> Supplied entries:
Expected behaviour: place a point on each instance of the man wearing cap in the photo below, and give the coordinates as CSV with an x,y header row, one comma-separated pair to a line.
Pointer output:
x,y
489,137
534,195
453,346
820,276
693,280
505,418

> What needs to be done:
Now write the data shown above out again, word for word.

> Solution for this problem:
Expected behaviour: place a point on each instance of the man wearing cap in the photo below, and give the coordinates as CSV with an x,y header row, one comma-separated pair to a line.
Pointer output:
x,y
489,137
534,195
453,346
820,276
693,280
505,418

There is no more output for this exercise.